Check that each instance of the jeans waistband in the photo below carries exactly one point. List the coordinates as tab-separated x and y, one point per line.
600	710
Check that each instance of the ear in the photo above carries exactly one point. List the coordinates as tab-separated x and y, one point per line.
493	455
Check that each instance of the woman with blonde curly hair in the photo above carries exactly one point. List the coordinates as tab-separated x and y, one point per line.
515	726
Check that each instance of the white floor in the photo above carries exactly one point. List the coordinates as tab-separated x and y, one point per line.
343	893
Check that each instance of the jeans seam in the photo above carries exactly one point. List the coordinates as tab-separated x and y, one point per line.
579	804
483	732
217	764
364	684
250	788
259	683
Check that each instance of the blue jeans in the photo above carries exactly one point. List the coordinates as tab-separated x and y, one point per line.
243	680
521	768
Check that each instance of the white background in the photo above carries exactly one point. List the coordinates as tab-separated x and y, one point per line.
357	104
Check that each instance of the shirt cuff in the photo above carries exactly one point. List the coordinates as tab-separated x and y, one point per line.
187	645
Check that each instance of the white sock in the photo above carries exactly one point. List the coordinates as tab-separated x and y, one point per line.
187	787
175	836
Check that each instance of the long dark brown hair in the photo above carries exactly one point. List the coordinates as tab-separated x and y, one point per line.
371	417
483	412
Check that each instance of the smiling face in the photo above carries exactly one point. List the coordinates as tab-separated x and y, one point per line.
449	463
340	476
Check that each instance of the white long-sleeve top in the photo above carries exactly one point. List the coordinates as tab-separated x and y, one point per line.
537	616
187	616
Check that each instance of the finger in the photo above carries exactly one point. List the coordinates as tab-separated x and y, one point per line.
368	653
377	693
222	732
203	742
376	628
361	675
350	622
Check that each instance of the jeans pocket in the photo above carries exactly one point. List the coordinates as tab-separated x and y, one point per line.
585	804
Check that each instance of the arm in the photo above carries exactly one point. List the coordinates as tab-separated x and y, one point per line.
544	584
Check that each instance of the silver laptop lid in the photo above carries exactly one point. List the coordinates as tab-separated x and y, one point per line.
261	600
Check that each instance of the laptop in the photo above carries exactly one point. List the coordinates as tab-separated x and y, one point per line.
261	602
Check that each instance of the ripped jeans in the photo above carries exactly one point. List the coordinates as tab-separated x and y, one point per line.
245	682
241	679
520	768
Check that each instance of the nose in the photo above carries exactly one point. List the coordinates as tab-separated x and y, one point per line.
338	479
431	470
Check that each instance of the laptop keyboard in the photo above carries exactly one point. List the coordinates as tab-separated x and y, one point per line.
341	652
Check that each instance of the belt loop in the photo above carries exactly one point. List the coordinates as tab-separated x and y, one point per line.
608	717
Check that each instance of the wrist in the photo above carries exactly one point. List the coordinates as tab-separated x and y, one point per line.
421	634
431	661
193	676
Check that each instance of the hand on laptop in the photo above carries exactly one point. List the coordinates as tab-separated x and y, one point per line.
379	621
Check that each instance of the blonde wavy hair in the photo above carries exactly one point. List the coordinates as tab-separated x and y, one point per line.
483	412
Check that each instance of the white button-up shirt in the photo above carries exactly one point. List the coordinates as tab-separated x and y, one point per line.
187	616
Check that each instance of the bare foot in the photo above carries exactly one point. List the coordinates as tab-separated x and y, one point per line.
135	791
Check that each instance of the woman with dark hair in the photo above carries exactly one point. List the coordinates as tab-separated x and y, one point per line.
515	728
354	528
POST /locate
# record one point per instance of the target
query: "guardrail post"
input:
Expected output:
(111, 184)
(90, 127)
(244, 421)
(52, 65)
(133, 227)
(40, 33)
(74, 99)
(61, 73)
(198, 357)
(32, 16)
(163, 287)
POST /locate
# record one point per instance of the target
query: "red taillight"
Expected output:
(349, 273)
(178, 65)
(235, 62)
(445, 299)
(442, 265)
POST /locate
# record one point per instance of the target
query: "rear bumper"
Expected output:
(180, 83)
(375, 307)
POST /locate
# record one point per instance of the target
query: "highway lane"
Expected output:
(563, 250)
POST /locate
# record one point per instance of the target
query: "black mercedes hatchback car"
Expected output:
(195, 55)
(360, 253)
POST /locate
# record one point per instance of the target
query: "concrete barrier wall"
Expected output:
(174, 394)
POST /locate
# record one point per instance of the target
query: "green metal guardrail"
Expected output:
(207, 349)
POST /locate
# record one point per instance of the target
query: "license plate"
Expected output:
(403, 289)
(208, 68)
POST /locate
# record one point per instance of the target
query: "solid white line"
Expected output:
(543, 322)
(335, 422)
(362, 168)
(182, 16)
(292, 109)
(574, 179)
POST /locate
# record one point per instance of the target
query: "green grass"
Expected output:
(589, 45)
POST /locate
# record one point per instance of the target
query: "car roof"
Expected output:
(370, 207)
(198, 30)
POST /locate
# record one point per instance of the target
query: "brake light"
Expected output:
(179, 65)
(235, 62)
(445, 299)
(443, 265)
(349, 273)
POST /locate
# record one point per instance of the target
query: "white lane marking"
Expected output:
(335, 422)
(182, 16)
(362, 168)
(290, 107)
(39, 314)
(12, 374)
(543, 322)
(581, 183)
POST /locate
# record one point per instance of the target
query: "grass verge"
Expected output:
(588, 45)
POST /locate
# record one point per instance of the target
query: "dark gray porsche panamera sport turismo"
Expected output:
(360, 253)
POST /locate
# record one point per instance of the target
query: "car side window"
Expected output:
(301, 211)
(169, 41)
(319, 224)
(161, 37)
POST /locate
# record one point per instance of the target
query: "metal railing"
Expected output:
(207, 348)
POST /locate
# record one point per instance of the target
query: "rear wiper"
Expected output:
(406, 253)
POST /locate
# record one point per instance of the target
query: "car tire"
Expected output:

◆ Task objective:
To complete this exercise, set down every line above exactly once more.

◆ Exercise solution:
Check that each instance of the jeans waistband in the photo below carries exactly one point. List the coordinates as tab-separated x and y, one point per line.
600	710
Check that each instance of the ear in the photo above carries exactly one point. List the coordinates as tab-separated x and y, one point per line.
493	455
Check that each instance of the woman with blonde curly hair in the photo above carries exactly one point. List the coordinates as tab-separated x and y, one point per line.
515	726
Check that each instance of the white floor in the photo above carries exactly one point. List the coordinates as tab-separated x and y, one point per line.
343	893
Check that each instance of the jeans seam in the photo above carries exactly one point. List the coordinates as tab-separated x and y, one point per line.
579	804
483	732
217	764
364	684
250	788
259	683
Check that each instance of the blue jeans in the photo above carries exactly one point. List the coordinates as tab-separated x and y, one point per line.
243	680
521	768
Check that each instance of the white background in the photo above carries exactly one point. List the coordinates as tab-separated x and y, one point per line.
357	104
Check that each instance of the shirt cuff in the photo above carries exactly one point. List the coordinates as tab-separated x and y, one point per line.
187	645
Check that each instance of the white sock in the photo above carries exactly one point. List the coordinates as tab-separated x and y, one point per line.
187	787
175	836
Check that each instance of the long dark brown hair in the photo above carries exactly one point. List the coordinates as tab-separated x and y, one point per line.
371	417
483	412
Check that each instance of the smiling face in the photo above carries exactly one point. List the coordinates as tab-separated x and y, one point per line.
449	463
340	476
Check that each instance of the white long-sleeve top in the photo above carries exactly one point. List the coordinates as tab-separated x and y, one point per line.
537	616
187	616
Check that each instance of the finger in the photo above carries exactly one point. List the coordinates as tab-separated x and y, one point per line.
368	653
377	693
222	732
203	742
376	628
361	675
350	622
Check that each instance of the jeans pocket in the photo above carries exactly one point. List the coordinates as tab-separated x and y, one point per line.
585	804
Check that each instance of the arm in the photo above carries exactly one point. List the coordinates as tab-separated x and y, one point per line.
544	584
Check that each instance of the silver laptop lid in the photo above carries exactly one point. List the coordinates as tab-separated x and y, one point per line.
261	600
Check that each instance of the laptop in the photo above carries exactly one point. List the coordinates as tab-separated x and y, one point per line.
261	602
Check that each instance of the ripped jeans in the photo above carries exactly one point. List the coordinates as tab-separated x and y, one point per line.
245	682
241	679
520	768
Check that each instance of the nose in the photo above carries exactly one point. List the coordinates as tab-separated x and y, one point per line.
338	479
431	470
Check that each instance of the laptop keyboard in the photo above carries exactly one point. List the coordinates as tab-separated x and y, one point per line.
341	652
Check that each instance of the belt loop in the photo above carries exactly one point. List the coordinates as tab-separated x and y, one point per line.
608	717
Check that each instance of the wrist in the photo above carries exactly one point. List the coordinates as tab-separated x and y, one point per line.
421	634
431	661
193	676
Check that each instance of the hand on laptop in the photo above carries exactly one point. List the coordinates as tab-separated x and y, one point per line.
379	621
Check that each instance of the blonde wavy hair in the photo above carries exactly one point. List the coordinates as tab-separated x and y, one point per line.
483	412
Check that each instance of the white button-up shirt in the photo above carries exactly one point. List the coordinates as tab-separated x and y, one point per line.
187	616
Check that each instance of the bare foot in the photo above carries exactly one point. List the coordinates as tab-separated x and y, one point per line.
135	791
Check that each instance of the woman with dark hair in the photo above carries exactly one point. List the coordinates as tab-separated x and y, one point per line.
515	728
354	528
POST /locate
# record one point per instance of the target
query: "guardrail post"
input:
Expected output:
(111, 184)
(90, 127)
(244, 421)
(52, 65)
(133, 227)
(40, 33)
(74, 99)
(61, 73)
(198, 357)
(32, 16)
(163, 287)
POST /locate
# record one point per instance of the target
query: "red taillight"
Expected output:
(349, 273)
(178, 65)
(235, 62)
(445, 299)
(442, 265)
POST /locate
# record one point per instance of the target
query: "rear bumper"
Expected output:
(180, 83)
(375, 307)
POST /locate
# record one point per instance of the target
query: "highway lane"
Expected output:
(563, 250)
POST /locate
# record one point per instance of the target
query: "black mercedes hatchback car"
Expected output:
(195, 55)
(360, 253)
POST /locate
# record one point per instance of the target
query: "concrete barrier wall"
Expected output:
(174, 394)
POST /locate
# record one point per instance of the target
query: "green metal guardrail"
Expected output:
(207, 349)
POST /locate
# record one point per instance of the target
query: "license plate"
Expected output:
(403, 289)
(208, 68)
POST /locate
# record one point per instance of the target
query: "solid white line"
Expected output:
(543, 322)
(335, 422)
(362, 168)
(182, 16)
(292, 109)
(574, 179)
POST /locate
# record one point per instance of the target
query: "green grass"
Expected output:
(589, 45)
POST /locate
# record one point per instance of the target
query: "car roof"
Expected output:
(370, 207)
(198, 30)
POST /locate
# record one point per instance of the target
query: "brake light"
Expected output:
(179, 65)
(235, 62)
(445, 299)
(443, 265)
(349, 273)
POST /locate
# record one point per instance of the target
query: "white lane marking"
Expected output:
(335, 422)
(182, 16)
(362, 168)
(290, 107)
(39, 314)
(12, 374)
(543, 322)
(581, 183)
POST /locate
# record one point per instance of the target
query: "grass verge"
Expected output:
(588, 45)
POST /locate
# record one point per instance of the target
query: "dark gray porsche panamera sport turismo"
Expected output:
(360, 253)
POST /locate
# record one point per instance of the target
query: "car side window"
Expected output:
(301, 211)
(169, 41)
(319, 224)
(161, 37)
POST /locate
# record one point per instance of the target
query: "metal railing"
Expected output:
(207, 348)
POST /locate
# record one point per instance of the target
query: "rear wiper"
Expected output:
(406, 253)
POST /locate
# record one point per instance of the target
query: "car tire"
Expected output:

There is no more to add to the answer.